■ Trecho selecionado:
↓

José Pereira da Graça Aranha nasceu, em São Luís do Maranhão, a 21 de junho de 1868. Foi nomeado, em 1890, Juiz Municipal em Cachoeiro de Santa Leopoldina, no Espírito Santo, onde recolheu material para a sua obra de maior interesse, que publicaria doze anos depois, Canaã. De acordo com a Bíblia, Canaã era a terra prometida por Deus a Abraão e descendentes. Por extensão, Canaã, na obra literária, poderia ser considerado um lugar paradisíaco na terra.
Nesse romance ideológico, Graça Aranha expõe uma crítica à fase em que o poder político e o social brasileiros sofrem influências de ricos cafeicultores no Sudeste do Brasil e do fluxo de imigrantes alemães, que, então, substituíam a mão de obra escrava dos recém-libertados, marginalizados e injustiçados, em regiões do Espírito Santo.
Leia o excerto para responder a questão.
O estrangeiro apertou a mão calosa e áspera do velho, que abriu os lábios numa rude expressão de riso, mostrando as gengivas roxas e desdentadas. A cafuza não se mexeu; apenas, mudando vagarosamente o olhar, descansou-o, cheio de preguiça e desalento, no rosto do viajante. A criança acolheu-se a ela, boquiaberta, com a baba a escorrer dos beiços túmidos.
[...]
— Mora aqui há muito tempo? perguntou Milkau.
— Fui nascido e criado nessas bandas, sinhô moço... Ali perto do Mangaraí.
— E, tateando o espaço, estendia a mão para o outro lado do rio. — Não vê um casarão lá no fundo? Foi ali que me fiz homem, na fazenda do Capitão Matos, defunto meu sinhô, que Deus haja! O estrangeiro, acompanhando o gesto, apenas divisava ao longe um amontoado de ruínas que interrompia a verdura da mata.
E a conversa foi continuando por uma série de perguntas de Milkau sobre a vida passada daquela região, às quais o velho respondia gostoso, por ter ocasião de relembrar os tempos de outrora, sentindo-se incapaz, como todos os humildes e primitivos, de tomar a iniciativa dos assuntos.
[...]
— Ah, tudo isto, meu sinhô moço, se acabou... Cadê fazenda? Defunto meu sinhô morreu, filho dele foi vivendo até que governo tirou os escravos. Tudo debandou. Patrão se mudou com a família para Vitória, onde tem seu emprego; meus parceiros furaram esse mato grande e cada um levantou casa aqui e acolá, onde bem quiseram. Eu com minha gente vim para cá, para essas terras do seu coronel. Tempo hoje anda triste. Governo acabou com as fazendas, e nos pôs todos no olho do mundo, a caçar de comer, a comprar de vestir, a trabalhar como boi para viver. Ah! tempo bom de fazenda!
[...]
— Mas, meu amigo — disse Milkau —, você aqui ao menos está no que é seu, tem sua casa, sua terra, é dono de si mesmo.
— Qual terra, qual nada... Rancho é do marido de minha filha, que está aí sentada, terra é de seu coronel, arrendada por dez mil-réis por ano. Hoje em dia tudo aqui é de estrangeiro, Governo não faz nada por brasileiro, só pune por alemão...

↑

■ Trabalho a fazer:
[a] Segundo o texto sobre Graça Aranha e o romance Canaã, em que ano ele foi nomeado Juiz Municipal em Cachoeiro de Santa Leopoldina?
[b] Dê seguimento ao texto sobre Graça Aranha e o romance Canaã, a partir de onde ele para.

■ Material fornecido:
↓

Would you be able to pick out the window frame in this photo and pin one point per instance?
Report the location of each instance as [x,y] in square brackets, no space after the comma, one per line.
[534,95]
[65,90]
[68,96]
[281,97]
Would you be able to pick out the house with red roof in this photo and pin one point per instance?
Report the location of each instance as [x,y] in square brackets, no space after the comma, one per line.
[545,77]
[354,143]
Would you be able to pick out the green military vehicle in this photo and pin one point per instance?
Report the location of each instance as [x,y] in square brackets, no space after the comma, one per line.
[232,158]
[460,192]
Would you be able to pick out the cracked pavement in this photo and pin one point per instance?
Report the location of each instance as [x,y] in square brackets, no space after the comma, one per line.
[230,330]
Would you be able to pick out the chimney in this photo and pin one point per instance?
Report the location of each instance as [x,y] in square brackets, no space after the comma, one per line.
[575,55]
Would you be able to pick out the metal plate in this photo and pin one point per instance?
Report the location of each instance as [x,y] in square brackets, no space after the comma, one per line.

↑

■ Respostas em ordem:
[a] Em 1890.

[b]
O fragmento a seguir é um dos diálogos entre os dois estrangeiros que protagonizam Canaã.
— Parece que já vi este quadro em algum lugar — disse Milkau, cismando, — Mas não, este ar, este conjunto suave, este torpor instantâneo, e que se percebe vai passar daqui a pouco, é seguramente a primeira vez que conheço.
— E por quanto tempo aqui ficaremos? — disse o outro num bocejo de desalento; e o seu olhar pairava preguiçosamente sobre a paisagem.
— Não meço o tempo — respondeu Milkau —, porque não sei até quando viverei, e agora espero que este seja o quadro definitivo da minha existência. Sou um imigrado, e tenho a alma do repouso; este será o meu último movimento na terra...
— Mas nada o agita? Nada o impelirá para fora daqui, fora desta paz dolorosa, que é uma sepultura para nós?...
— Aqui fico. E se aqui está a paz, é a paz que procuro exatamente...Eu me conservarei na humildade; em torno de mim desejarei uma harmonia infinita.
ARANHA, G. (1868-1931). Canaã. 3 ed. São Paulo: Martins Claret, 2013.
A relação discurso/personagem está representada, corretamente, na seguinte associação:
a intenção de Lentz em garantir aos habitantes daquele lugar uma boa convivência com os habitantes daquele aprazível lugar.
a visão latente dos dois estrangeiros em resgatar memórias e saberes a fim de atender às necessidades sociais dos ainda cativos da hipocrisia dos proprietários das fazendas.
a mentalidade de Milkau marcada por uma sutil ambição e um pacto com Lentz, compondo assim uma liderança política naquela região.
a perseverança de Lentz em se manter, como Milkau, ativo e animado para conhecer a tradição significativa dos ancestrais daquela gente.
o ufanismo entusiasta e previsível do estrangeiro Milkau sobre essa terra do seu imaginário, em que pretendera uma vida útil e agradável vida social.